**CONSIGNE A**
Filtrez les entrées pour ne garder que les lignes contenant la chaîne "shade", puis recopiez chacune d'elles. La casse doit être respectée.

**EXTRAIT DU TEXTE**
Ne croiroit-on pas de Cimon et de Clitandre qu'ils sont seuls chargez des détails de tout l'Etat, et que seuls aussi ils en doivent répondre? L'un a du moins les affaires de terre, et l'autre les maritimes. Qui pourroit les representer exprimeroit l'empressement, l'inquietude, la curiosité, l'activité, sçauroit peindre le mouvement. On ne les a jamais vû assis, jamais fixes et arrestez. Qui même les a vû marcher? On les voit courir, parler en courant, et vous interroger sans attendre de réponse; ils ne viennent d'aucun endroit, ils ne vont nulle part;

ils passent et ils repassent, Ne les retardez pas dans leur course précipitée, vous démonteriez leur machine; ne leur faites pas de questions, ou donnez-leur du moins le temps de respirer et de se ressouvenir qu'ils n'ont nulle affaire, qu'ils peuvent demeurer avec vous et long-temps, vous suivre même où il vous plaira de les emmener. Ils ne sont pas les satellites de Jupiter, je veux dire ceux qui pressent et qui entourent le prince, mais ils l'annoncent et le précedent; ils se lancent impetueusement dans la foule des courtisans, tout ce qui se trouve sur leur passage est en peril; leur profession est d'être vûs et revûs, et ils ne se couchent jamais sans s'être acquittez d'un employ si serieux et si utile à la Republique ; ils sont au reste instruits à fond de toutes les nouvelles indifferentes, et ils sçavent à la cour tout ce que l'on peut y ignorer : il ne leur manque aucun des talens necessaires pour s'avancer mediocrement. Gens neanmoins éveillez et alertes sur tout ce qu'ils croyent leur convenir, un peu entreprenans, legers et précipitez; le diray-je? ils portent au vent, attelez tous deux au char de la Fortune, et tous deux fort éloignez de s'y voir assis.

**DONNÉES PRÉSENTÉES**
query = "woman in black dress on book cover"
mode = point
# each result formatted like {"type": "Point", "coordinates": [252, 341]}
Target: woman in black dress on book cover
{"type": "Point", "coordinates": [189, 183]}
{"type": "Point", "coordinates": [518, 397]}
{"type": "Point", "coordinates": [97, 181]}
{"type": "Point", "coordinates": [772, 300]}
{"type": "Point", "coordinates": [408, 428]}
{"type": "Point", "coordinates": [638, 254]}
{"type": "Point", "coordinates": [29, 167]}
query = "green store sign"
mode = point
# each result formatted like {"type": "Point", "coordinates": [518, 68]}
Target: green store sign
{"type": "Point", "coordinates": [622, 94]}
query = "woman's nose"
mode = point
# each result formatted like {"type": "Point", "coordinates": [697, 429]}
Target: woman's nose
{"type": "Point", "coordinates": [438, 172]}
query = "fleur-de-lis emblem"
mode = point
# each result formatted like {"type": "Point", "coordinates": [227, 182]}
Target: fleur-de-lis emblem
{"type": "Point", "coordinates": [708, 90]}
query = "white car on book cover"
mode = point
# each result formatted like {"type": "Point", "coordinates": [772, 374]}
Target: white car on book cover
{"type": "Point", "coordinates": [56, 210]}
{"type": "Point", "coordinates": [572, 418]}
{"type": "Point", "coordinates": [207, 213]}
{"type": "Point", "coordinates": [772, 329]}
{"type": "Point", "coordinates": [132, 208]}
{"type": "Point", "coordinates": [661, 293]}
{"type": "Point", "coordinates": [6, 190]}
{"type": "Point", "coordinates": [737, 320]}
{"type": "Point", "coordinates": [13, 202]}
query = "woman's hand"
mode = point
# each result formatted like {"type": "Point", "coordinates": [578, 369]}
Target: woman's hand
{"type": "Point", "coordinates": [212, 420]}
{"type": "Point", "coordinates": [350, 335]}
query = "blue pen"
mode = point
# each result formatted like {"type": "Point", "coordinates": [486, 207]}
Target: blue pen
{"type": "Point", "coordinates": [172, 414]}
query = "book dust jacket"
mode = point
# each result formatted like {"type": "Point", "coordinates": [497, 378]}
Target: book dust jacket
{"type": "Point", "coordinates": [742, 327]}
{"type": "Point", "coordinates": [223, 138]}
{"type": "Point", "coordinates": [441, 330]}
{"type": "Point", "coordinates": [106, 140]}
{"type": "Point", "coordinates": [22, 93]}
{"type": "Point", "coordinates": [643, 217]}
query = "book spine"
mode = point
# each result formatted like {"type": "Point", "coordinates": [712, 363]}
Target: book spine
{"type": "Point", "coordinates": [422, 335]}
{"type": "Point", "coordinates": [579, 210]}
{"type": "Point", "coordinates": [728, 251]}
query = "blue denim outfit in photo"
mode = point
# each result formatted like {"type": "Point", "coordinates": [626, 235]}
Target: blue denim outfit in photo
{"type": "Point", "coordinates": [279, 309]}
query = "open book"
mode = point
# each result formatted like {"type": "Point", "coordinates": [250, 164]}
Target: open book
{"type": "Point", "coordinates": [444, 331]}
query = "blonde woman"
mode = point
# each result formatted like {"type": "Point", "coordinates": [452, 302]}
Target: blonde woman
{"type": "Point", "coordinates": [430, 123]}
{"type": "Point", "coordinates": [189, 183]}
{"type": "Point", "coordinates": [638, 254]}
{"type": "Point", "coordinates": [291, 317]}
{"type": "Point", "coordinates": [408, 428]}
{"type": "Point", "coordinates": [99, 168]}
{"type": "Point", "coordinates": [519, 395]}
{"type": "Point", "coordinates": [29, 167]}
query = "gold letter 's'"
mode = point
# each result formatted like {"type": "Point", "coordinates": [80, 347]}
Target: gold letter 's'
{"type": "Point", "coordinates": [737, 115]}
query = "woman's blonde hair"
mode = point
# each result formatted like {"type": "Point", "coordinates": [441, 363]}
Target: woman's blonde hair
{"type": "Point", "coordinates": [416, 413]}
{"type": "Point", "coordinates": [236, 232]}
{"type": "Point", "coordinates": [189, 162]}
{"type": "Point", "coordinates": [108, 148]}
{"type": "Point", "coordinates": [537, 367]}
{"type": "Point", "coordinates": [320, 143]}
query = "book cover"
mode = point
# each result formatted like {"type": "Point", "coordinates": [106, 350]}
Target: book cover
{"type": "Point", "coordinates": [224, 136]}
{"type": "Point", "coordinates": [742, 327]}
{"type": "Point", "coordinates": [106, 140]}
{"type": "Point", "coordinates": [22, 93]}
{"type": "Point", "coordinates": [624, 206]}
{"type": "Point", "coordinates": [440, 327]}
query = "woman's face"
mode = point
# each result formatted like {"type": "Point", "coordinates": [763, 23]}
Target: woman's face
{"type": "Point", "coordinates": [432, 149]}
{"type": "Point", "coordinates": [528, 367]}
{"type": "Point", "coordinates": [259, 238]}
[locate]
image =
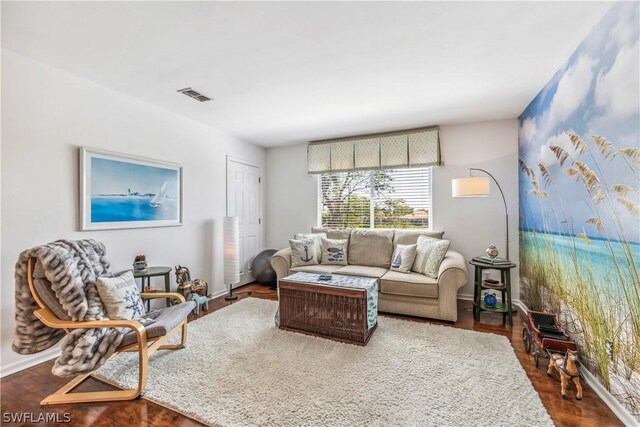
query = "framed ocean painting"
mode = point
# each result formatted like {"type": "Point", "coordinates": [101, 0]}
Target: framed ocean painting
{"type": "Point", "coordinates": [122, 191]}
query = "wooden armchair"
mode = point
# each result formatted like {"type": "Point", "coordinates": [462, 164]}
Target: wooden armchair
{"type": "Point", "coordinates": [138, 340]}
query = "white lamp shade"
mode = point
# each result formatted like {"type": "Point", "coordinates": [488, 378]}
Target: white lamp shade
{"type": "Point", "coordinates": [231, 238]}
{"type": "Point", "coordinates": [471, 186]}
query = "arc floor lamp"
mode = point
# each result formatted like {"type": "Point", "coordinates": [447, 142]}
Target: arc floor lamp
{"type": "Point", "coordinates": [480, 186]}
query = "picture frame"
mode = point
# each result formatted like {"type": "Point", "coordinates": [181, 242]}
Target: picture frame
{"type": "Point", "coordinates": [121, 191]}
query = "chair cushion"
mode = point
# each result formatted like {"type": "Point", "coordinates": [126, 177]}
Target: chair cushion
{"type": "Point", "coordinates": [362, 270]}
{"type": "Point", "coordinates": [371, 247]}
{"type": "Point", "coordinates": [410, 237]}
{"type": "Point", "coordinates": [168, 319]}
{"type": "Point", "coordinates": [318, 269]}
{"type": "Point", "coordinates": [409, 284]}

**CONSIGNE B**
D'après l'extrait, ces affirmations sont-elles exactes ? Répondez par oui ou par non à chacune en citant mot pour mot les termes décisifs de l'extrait : (i) Cimon et Clitandre se partagent les affaires de terre et les affaires maritimes ; (ii) ils font partie de ceux qui entourent le prince ; (iii) ils ne vont jamais se coucher sans s'être fait voir.

**SOLUTION DÉTAILLÉE A**
query = "white lamp shade"
Target: white lamp shade

**SOLUTION DÉTAILLÉE B**
(i) Oui : « L'un a du moins les affaires de terre, et l'autre les maritimes. »
(ii) Non : « Ils ne sont pas les satellites de Jupiter, je veux dire ceux qui pressent et qui entourent le prince »
(iii) Oui : « leur profession est d'être vûs et revûs, et ils ne se couchent jamais sans s'être acquittez d'un employ si serieux et si utile à la Republique »